--- Begin ---
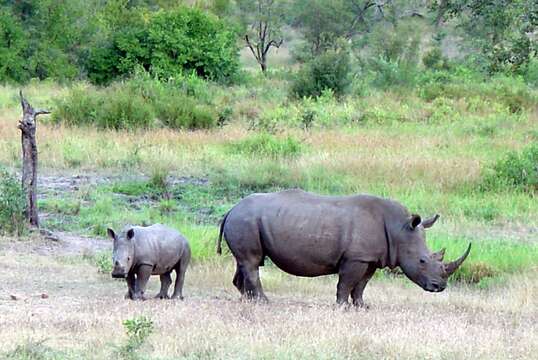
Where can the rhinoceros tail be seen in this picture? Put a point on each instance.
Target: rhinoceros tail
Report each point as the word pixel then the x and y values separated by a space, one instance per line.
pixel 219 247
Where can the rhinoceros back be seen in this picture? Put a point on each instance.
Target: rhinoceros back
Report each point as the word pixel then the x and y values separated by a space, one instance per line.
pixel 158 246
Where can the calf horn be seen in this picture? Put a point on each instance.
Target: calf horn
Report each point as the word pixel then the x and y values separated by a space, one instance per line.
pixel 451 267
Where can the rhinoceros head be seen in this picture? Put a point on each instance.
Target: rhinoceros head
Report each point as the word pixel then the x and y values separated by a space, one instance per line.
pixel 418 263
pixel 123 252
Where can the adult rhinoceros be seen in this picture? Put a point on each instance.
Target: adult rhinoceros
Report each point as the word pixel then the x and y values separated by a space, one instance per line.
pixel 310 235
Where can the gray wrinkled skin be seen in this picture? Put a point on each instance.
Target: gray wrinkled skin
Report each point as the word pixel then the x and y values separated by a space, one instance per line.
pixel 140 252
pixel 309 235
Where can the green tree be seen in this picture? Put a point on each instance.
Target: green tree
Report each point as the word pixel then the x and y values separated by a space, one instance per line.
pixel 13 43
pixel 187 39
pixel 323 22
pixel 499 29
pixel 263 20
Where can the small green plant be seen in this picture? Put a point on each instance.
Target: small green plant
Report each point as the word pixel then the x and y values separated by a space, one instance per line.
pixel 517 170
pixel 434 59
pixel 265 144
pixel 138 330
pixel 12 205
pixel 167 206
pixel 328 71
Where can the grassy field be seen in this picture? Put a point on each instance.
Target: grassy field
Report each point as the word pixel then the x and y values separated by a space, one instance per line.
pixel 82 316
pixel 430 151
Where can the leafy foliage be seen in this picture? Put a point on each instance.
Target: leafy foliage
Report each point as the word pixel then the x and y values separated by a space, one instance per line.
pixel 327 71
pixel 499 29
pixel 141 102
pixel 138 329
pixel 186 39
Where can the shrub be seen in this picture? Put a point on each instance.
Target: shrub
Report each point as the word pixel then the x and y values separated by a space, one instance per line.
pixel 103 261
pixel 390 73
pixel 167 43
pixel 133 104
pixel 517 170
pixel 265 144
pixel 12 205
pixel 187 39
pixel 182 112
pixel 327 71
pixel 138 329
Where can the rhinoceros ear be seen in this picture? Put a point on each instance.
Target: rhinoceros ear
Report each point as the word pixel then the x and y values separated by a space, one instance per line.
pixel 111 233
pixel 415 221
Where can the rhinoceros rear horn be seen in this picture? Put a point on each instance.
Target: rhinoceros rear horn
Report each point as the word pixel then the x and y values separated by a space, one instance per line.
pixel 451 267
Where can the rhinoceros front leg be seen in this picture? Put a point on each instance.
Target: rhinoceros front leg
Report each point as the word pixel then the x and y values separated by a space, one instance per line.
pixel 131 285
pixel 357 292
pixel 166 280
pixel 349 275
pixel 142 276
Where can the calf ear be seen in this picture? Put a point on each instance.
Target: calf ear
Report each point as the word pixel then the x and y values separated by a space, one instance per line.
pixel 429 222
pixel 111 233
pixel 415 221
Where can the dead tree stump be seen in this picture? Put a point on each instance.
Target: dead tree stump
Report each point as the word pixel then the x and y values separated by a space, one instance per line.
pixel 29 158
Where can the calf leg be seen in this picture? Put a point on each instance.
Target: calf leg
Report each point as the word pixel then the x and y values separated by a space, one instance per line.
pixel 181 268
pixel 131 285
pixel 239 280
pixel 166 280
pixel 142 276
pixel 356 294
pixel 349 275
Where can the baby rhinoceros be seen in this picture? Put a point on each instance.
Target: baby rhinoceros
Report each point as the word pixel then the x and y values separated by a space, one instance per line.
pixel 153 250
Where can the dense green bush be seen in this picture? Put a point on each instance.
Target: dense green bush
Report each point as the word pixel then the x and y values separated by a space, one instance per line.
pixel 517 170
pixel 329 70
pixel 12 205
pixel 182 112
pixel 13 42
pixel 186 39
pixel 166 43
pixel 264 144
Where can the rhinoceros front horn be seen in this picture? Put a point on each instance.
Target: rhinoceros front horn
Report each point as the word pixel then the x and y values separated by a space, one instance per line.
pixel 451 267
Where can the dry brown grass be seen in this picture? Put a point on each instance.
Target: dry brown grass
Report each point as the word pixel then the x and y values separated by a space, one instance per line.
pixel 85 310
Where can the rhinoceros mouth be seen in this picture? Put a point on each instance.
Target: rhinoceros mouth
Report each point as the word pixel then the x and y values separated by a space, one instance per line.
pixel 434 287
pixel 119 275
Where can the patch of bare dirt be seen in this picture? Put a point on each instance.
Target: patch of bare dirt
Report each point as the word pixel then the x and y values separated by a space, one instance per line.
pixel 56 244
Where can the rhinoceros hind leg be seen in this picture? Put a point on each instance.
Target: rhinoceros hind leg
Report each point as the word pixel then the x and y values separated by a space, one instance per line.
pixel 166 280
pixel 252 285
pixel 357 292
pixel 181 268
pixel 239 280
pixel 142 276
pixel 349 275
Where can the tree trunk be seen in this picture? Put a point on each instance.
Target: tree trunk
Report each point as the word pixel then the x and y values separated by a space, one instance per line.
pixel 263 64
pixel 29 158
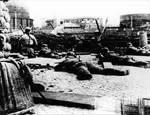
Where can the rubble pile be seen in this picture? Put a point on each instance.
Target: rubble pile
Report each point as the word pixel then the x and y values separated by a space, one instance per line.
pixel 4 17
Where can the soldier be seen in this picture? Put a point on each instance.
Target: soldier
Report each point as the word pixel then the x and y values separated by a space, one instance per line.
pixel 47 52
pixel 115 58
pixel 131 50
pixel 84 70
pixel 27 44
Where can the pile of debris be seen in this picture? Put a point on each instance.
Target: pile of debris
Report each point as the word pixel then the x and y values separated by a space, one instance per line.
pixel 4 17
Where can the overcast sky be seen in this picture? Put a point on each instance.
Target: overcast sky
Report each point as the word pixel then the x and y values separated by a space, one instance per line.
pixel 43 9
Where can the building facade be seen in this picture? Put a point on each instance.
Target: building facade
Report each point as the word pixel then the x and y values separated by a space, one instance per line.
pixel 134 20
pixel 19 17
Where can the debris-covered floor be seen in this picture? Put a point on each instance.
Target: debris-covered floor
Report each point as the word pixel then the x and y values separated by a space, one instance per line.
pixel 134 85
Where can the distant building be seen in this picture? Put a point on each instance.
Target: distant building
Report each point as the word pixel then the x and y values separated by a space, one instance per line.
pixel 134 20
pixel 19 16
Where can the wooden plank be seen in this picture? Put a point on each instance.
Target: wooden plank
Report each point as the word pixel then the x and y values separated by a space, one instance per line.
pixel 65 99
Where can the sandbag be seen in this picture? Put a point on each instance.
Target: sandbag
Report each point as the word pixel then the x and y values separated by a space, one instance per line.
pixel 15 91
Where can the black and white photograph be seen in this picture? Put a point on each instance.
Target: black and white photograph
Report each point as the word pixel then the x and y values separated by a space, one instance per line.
--- End ---
§ What the exercise asks: Revise the material above by changing every "instance" to "occurrence", keeping everything else the same, and omit the pictures from your version.

§ Solved exercise:
Where can the rhinoceros tail be seen in this picture? Put a point on each occurrence.
Target: rhinoceros tail
Report each point as the word pixel then the x and y values separated by a space, one occurrence per line.
pixel 219 247
Where can the rhinoceros back be seen in this picture? Put a point on each occurrence.
Target: rhinoceros back
Report each point as the word pixel then the x and y values separated by a space, one occurrence per line.
pixel 158 246
Where can the calf horn be seen in this picture? Put a point on each occurrence.
Target: calf horn
Report each point as the word pixel then the x and y values separated by a space, one occurrence per line.
pixel 451 267
Where can the rhinoceros head be seen in this picture? Put a point on each occurrence.
Target: rhinoceros head
Report each point as the word pixel then the x and y values separated by a space, one occurrence per line.
pixel 418 263
pixel 123 252
Where can the adult rhinoceros be seen in this picture? Put a point on each occurrence.
Target: adult rhinoceros
Report each point as the word pixel then the x and y values separated by a space, one occurrence per line.
pixel 310 235
Where can the gray wrinkled skin be seen in this picture? Put a point on each occurrence.
Target: gray wrinkled skin
Report each point as the word pixel then the x and y values separated by a space, one occurrence per line.
pixel 140 252
pixel 309 235
Where can the green tree be seen in this picture? Put a point on each occurrence.
Target: green tree
Report each point as the word pixel then the x and y values separated by a space, one occurrence per line.
pixel 13 43
pixel 187 39
pixel 323 22
pixel 499 29
pixel 263 20
Where can the small green plant be seen in this picture? Put a point on each occurrence.
Target: small green plant
Report each point as the word pixel then the x and y values separated by a space, one occurrence per line.
pixel 517 170
pixel 434 59
pixel 265 144
pixel 138 330
pixel 12 205
pixel 167 206
pixel 328 71
Where can the grassy field be seen in this picture? Put a point on each occurrence.
Target: grassy field
Report each point as the word pixel then the x and y values separated by a space, one occurrence per line.
pixel 82 316
pixel 430 151
Where can the leafy foliage be seen in this picture? Put a point on each occurrence.
Target: leafy foliage
Report each point as the word pixel then the x and y values separated by a space, one occurrence per line.
pixel 327 71
pixel 499 29
pixel 141 102
pixel 138 329
pixel 186 39
Where can the shrub be seen in this picture? Put a point on each occurrence.
Target: shrub
Report each point as the word pixel then the x and y values separated by a space, one occurrence per line.
pixel 103 261
pixel 390 73
pixel 167 43
pixel 133 104
pixel 517 170
pixel 265 144
pixel 12 205
pixel 187 39
pixel 182 112
pixel 327 71
pixel 138 329
Where can the rhinoceros ear be seen in this picture? Put a point on each occurrence.
Target: rhinoceros ear
Report each point as the word pixel then the x and y values separated by a space, one occurrence per line.
pixel 111 233
pixel 415 221
Where can the rhinoceros rear horn be seen in this picture? Put a point on each occurrence.
Target: rhinoceros rear horn
Report each point as the word pixel then the x and y values separated by a space, one occurrence per line.
pixel 451 267
Where can the rhinoceros front leg be seen in this picture? Put a point on each occurrence.
Target: rhinoceros front leg
Report each point as the word pixel then the x and y values separated by a space, one occurrence per line.
pixel 131 285
pixel 357 292
pixel 166 280
pixel 349 275
pixel 142 276
Where can the calf ear be seen in this picture? Put a point on each occurrence.
Target: calf ear
Report each point as the word pixel then the x and y values separated by a space, one occurrence per line.
pixel 429 222
pixel 111 233
pixel 415 221
Where can the dead tree stump be seen in this picture? Put a point on each occurrence.
Target: dead tree stump
Report each point as the word pixel then the x and y values separated by a space, one occurrence per line.
pixel 29 158
Where can the calf leg be seen in this picture? Put a point on each occurrence.
Target: calf leg
Report each point as the word pixel then the x and y values separated by a space, one occurrence per line.
pixel 181 268
pixel 131 285
pixel 239 280
pixel 166 280
pixel 142 276
pixel 356 294
pixel 349 275
Where can the baby rhinoceros be seen in this picture? Put a point on each occurrence.
Target: baby rhinoceros
Report each point as the word pixel then the x and y values separated by a space, one occurrence per line.
pixel 153 250
Where can the dense green bush be seen in this picture? Put a point on each occurrence.
Target: dense green bush
Report each point as the word pixel then the x and y values separated by a space, one occurrence per line.
pixel 517 170
pixel 329 70
pixel 12 205
pixel 182 112
pixel 13 42
pixel 186 39
pixel 166 43
pixel 264 144
Where can the rhinoceros front horn be seen in this picture? Put a point on each occurrence.
Target: rhinoceros front horn
Report each point as the word pixel then the x and y values separated by a space, one occurrence per line.
pixel 451 267
Where can the dry brown grass be seen in this picture? Put a point on each occurrence.
Target: dry brown grass
Report each point as the word pixel then the x and y values separated by a space, one occurrence per line.
pixel 85 310
Where can the rhinoceros mouth be seen in this picture? Put a point on each occurrence.
Target: rhinoceros mouth
Report each point as the word pixel then the x and y values separated by a space, one occurrence per line.
pixel 434 287
pixel 119 275
Where can the patch of bare dirt be seen in this picture? Put a point on each occurrence.
Target: patch of bare dirt
Report each point as the word pixel then the x and y values separated by a space, one occurrence per line.
pixel 56 244
Where can the rhinoceros hind leg be seen in this picture? Put a point on each occurrence.
Target: rhinoceros hind leg
Report each point as the word pixel then the x and y values separated by a space, one occurrence per line.
pixel 166 280
pixel 252 285
pixel 357 292
pixel 181 268
pixel 239 280
pixel 142 276
pixel 349 275
Where can the tree trunk be seen in this picture? Put a point on each occurrence.
Target: tree trunk
Report each point as the word pixel then the x and y values separated by a space, one occurrence per line.
pixel 263 64
pixel 29 158
Where can the rubble pile be seen in this picture? Put a point on each occurrence.
Target: rubble pile
Report each point as the word pixel then the x and y values separated by a space, one occurrence per line.
pixel 4 17
Where can the soldier be seen in this picture? Put a point on each occurrence.
Target: soldier
Report each point as the word pixel then the x and y values separated by a space, one occurrence per line.
pixel 47 52
pixel 115 58
pixel 131 50
pixel 84 70
pixel 27 44
Where can the pile of debris be seen in this picture? Put a point on each occurrence.
Target: pile of debris
Report each point as the word pixel then the x and y values separated by a space, one occurrence per line.
pixel 4 17
Where can the overcast sky be seen in this picture? Put a point on each occurrence.
Target: overcast sky
Report each point as the word pixel then the x and y values separated by a space, one occurrence per line.
pixel 43 9
Where can the building facade be seen in this picture? Put a point on each occurrence.
Target: building facade
Report each point as the word pixel then the x and y values separated by a space, one occurrence per line.
pixel 134 20
pixel 19 17
Where can the debris-covered floor be seen in this picture? Put a point on each occurrence.
Target: debris-covered floor
Report each point as the word pixel then the x and y values separated by a space, one occurrence per line.
pixel 134 85
Where can the distant building be seen in this picture? Put a point on each occurrence.
Target: distant building
Report each point as the word pixel then the x and y values separated by a space, one occurrence per line.
pixel 134 20
pixel 19 16
Where can the wooden plank be seen in this picture? Put a point on each occurrence.
Target: wooden plank
Report each point as the word pixel then the x and y values separated by a space, one occurrence per line.
pixel 65 99
Where can the sandbag be seen in this picture? Put a point on each occurrence.
Target: sandbag
Report each point as the word pixel then the x and y values separated by a space, one occurrence per line.
pixel 15 91
Where can the black and white photograph be seen in this picture? Put a point on each occurrence.
Target: black and white photograph
Report each point as the word pixel then the x and y values separated by a space, one occurrence per line.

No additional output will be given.